** Opening INPUT DATA block **
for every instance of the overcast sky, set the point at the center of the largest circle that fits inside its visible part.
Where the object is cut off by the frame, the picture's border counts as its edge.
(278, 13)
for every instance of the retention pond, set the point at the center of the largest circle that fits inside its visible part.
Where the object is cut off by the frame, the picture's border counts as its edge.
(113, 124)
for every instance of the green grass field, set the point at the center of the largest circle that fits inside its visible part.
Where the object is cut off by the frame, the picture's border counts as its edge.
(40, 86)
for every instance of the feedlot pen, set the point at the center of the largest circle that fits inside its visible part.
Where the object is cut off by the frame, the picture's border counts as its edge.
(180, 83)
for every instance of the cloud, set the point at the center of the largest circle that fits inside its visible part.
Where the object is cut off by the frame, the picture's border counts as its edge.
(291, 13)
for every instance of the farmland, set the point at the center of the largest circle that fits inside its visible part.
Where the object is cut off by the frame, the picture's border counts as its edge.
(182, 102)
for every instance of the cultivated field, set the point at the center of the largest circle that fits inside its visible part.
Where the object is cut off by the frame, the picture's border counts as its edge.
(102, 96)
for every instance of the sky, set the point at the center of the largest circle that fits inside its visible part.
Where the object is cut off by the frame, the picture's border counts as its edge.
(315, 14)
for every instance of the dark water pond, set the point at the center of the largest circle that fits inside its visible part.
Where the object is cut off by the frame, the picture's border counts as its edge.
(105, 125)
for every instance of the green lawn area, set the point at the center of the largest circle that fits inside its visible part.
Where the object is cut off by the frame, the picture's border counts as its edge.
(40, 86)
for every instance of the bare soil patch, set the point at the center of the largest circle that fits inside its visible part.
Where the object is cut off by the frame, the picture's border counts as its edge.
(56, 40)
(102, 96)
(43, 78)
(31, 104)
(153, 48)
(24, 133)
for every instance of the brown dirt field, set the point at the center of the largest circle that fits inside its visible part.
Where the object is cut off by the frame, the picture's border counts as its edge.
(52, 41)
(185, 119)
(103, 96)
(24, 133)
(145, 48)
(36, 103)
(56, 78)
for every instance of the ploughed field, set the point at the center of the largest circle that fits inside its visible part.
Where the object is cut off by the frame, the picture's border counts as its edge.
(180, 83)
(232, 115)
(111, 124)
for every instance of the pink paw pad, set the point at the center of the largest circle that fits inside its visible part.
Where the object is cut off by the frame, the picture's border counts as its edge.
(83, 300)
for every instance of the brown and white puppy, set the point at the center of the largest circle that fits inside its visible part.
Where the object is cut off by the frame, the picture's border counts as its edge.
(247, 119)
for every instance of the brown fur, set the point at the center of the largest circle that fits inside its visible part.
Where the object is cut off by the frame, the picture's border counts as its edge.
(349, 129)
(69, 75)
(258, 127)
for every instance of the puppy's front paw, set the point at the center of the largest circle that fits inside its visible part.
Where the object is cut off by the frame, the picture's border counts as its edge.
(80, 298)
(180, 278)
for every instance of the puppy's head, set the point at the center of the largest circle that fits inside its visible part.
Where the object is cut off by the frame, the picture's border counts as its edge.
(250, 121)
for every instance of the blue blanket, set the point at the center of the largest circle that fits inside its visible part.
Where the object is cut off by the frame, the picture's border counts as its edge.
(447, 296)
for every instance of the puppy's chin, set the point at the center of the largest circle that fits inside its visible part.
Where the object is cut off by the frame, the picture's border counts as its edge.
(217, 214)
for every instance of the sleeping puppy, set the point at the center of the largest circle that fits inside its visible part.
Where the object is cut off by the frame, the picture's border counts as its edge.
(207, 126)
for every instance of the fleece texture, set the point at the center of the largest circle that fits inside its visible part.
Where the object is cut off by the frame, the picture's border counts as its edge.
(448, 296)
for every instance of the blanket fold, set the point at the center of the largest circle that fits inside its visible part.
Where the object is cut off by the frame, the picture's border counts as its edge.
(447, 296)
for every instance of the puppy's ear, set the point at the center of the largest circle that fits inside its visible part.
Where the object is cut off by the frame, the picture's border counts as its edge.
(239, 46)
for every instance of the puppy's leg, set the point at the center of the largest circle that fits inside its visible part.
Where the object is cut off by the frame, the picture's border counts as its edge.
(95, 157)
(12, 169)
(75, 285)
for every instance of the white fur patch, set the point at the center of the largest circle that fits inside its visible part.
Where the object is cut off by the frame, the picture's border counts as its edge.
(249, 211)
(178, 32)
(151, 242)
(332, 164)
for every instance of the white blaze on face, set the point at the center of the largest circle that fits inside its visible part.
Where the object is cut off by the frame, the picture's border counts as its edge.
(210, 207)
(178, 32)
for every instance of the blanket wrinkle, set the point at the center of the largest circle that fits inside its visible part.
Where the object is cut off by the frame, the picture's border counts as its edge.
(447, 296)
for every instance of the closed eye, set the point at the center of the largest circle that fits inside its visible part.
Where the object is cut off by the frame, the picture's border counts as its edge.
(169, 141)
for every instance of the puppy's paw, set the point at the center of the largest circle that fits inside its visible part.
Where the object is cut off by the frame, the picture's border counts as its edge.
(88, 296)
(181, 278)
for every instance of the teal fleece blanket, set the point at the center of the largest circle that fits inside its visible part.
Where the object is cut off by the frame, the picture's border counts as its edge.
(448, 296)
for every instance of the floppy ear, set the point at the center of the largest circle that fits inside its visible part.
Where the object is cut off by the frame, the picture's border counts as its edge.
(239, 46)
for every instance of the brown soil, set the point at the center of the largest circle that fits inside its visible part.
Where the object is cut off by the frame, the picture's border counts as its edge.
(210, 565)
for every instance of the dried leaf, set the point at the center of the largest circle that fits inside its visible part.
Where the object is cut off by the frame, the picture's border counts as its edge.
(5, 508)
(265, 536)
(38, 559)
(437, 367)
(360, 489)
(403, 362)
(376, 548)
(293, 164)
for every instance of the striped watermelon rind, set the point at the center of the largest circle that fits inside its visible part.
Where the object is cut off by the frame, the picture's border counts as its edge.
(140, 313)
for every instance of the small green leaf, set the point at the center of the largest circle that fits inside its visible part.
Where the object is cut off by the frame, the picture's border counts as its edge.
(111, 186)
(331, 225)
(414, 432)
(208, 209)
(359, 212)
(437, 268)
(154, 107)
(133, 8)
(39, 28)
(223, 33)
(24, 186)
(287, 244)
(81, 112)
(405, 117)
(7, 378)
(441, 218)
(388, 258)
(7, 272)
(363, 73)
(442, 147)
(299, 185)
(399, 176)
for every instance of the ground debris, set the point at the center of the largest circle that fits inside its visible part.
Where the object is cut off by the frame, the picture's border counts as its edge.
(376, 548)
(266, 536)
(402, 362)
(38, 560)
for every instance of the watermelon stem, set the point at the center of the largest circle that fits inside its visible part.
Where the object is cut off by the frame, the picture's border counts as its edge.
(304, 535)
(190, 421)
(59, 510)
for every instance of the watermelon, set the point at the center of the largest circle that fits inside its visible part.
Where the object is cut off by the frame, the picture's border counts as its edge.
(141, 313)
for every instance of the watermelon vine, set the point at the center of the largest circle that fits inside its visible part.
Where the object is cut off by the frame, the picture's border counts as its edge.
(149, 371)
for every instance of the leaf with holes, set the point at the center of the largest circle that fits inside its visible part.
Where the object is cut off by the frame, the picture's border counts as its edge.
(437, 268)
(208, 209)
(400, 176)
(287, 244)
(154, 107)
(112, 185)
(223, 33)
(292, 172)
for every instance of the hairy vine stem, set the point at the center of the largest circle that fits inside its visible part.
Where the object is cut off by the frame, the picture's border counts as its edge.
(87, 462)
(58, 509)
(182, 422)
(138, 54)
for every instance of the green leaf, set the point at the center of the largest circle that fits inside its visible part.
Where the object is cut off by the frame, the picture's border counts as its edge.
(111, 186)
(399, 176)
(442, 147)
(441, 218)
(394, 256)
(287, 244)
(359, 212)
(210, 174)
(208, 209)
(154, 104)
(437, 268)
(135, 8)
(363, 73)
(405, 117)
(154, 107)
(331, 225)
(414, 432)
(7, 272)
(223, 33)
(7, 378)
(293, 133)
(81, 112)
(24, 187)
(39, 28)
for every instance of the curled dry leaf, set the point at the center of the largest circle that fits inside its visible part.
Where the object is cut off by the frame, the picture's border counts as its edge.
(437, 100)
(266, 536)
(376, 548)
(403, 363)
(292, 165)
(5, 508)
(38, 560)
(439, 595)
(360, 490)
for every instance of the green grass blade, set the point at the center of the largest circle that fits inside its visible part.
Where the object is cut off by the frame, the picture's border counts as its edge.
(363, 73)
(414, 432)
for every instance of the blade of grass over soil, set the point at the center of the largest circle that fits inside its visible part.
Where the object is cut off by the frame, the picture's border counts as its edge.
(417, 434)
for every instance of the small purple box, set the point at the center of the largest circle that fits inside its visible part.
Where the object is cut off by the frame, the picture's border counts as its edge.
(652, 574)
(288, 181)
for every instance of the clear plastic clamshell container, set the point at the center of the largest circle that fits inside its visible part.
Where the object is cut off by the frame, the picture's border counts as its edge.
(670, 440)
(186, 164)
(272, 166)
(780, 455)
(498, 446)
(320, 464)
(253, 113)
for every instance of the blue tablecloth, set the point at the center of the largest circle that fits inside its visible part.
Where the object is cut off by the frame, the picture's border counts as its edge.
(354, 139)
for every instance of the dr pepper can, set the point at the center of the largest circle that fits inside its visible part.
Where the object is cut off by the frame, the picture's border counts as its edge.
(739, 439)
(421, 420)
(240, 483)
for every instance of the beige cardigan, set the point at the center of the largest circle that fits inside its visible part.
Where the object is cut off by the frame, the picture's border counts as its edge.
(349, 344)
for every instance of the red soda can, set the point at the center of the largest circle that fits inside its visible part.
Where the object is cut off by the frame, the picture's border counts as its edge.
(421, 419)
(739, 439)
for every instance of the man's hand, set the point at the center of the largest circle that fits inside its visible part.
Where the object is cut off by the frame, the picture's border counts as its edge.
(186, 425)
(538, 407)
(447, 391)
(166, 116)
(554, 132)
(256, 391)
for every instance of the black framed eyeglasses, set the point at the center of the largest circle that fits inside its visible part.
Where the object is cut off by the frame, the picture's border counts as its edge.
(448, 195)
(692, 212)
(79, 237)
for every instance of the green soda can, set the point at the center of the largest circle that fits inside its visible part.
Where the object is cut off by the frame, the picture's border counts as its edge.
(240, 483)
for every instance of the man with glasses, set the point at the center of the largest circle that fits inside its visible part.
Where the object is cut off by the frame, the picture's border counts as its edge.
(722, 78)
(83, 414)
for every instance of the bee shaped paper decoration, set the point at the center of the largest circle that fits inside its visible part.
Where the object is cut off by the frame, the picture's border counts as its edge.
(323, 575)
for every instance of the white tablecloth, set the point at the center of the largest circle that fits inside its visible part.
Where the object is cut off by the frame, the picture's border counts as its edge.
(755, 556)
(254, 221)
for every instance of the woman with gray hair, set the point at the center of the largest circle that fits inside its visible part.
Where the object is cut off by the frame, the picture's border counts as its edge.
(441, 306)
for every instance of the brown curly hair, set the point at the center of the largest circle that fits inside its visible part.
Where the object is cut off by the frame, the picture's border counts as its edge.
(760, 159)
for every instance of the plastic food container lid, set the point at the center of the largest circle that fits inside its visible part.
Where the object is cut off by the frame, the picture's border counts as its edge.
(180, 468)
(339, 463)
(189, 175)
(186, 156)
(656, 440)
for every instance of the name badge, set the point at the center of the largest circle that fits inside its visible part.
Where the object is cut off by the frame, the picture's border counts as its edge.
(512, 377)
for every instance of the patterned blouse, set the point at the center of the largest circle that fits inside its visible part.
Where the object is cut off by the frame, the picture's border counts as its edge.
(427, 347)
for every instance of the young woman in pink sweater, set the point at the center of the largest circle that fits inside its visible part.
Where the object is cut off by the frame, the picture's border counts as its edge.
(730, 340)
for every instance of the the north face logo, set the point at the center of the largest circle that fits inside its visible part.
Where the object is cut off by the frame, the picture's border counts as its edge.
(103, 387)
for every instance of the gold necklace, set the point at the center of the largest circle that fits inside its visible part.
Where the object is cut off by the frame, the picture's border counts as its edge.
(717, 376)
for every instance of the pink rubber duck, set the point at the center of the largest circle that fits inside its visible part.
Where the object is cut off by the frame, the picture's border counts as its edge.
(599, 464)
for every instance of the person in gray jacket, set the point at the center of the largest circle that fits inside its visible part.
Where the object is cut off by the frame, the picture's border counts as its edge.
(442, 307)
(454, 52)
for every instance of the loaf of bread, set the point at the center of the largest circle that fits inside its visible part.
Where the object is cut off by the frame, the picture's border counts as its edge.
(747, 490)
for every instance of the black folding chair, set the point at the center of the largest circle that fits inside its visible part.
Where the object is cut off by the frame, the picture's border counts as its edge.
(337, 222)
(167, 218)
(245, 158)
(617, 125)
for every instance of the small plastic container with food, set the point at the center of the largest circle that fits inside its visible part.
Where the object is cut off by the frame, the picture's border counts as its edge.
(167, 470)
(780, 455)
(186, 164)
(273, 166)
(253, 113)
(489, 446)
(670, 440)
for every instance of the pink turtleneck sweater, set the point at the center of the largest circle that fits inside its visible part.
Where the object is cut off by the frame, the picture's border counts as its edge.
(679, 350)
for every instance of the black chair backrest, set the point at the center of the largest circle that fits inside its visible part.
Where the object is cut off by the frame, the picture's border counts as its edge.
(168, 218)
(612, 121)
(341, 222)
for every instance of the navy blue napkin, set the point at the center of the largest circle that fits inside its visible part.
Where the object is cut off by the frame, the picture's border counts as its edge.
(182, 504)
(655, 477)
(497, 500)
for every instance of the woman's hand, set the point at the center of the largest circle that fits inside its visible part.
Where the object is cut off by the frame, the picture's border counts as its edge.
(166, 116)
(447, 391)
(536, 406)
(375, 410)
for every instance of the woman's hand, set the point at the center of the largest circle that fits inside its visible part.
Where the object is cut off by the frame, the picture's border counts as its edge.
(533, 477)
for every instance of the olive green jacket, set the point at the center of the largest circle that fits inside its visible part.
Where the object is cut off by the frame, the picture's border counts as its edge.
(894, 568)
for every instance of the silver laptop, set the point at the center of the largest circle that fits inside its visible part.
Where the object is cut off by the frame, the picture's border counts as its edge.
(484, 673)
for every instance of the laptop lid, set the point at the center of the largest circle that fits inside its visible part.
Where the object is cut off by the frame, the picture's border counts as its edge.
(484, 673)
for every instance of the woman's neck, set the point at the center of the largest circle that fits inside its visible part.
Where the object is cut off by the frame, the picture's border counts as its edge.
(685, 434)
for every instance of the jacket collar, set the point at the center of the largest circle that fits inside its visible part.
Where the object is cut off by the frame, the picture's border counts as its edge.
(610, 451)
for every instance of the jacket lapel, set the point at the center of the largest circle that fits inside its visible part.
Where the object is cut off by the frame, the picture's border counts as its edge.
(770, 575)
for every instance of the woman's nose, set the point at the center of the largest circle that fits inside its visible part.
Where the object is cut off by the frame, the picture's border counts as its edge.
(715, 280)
** Closing INPUT DATA block **
EXERCISE GOAL: Each line from the top of the material above through the line containing "for every instance of the cultivated" must be output exactly, and no other line.

EXERCISE ANSWER:
for every instance of the overcast sky, set the point at the center of the largest circle that fits inside its visible part.
Where the object is cut off by the frame, the picture's border counts as its edge.
(278, 13)
for every instance of the retention pond, set the point at the center of the largest circle that fits inside its visible part.
Where the object is cut off by the frame, the picture's border counts as its edge.
(113, 124)
for every instance of the green grass field, set the point at the center of the largest circle that fits inside its visible part.
Where the object is cut off by the frame, the picture's border counts as its edge.
(40, 86)
for every instance of the feedlot pen, set the point at the center of the largest circle that fits inside its visible part.
Where the object is cut off by the frame, the picture's border counts as its edge.
(180, 83)
for every instance of the cloud, set the point at the center of the largest circle that fits inside its visible part.
Where the object is cut off by the frame, the picture's border counts as its edge.
(291, 13)
for every instance of the farmland, set the point at the center of the largest circle that fits inside its visible part.
Where the object is cut off by the frame, the picture's border counts as its edge.
(182, 102)
for every instance of the cultivated field, set the point at the center of the largest circle that fits inside its visible part.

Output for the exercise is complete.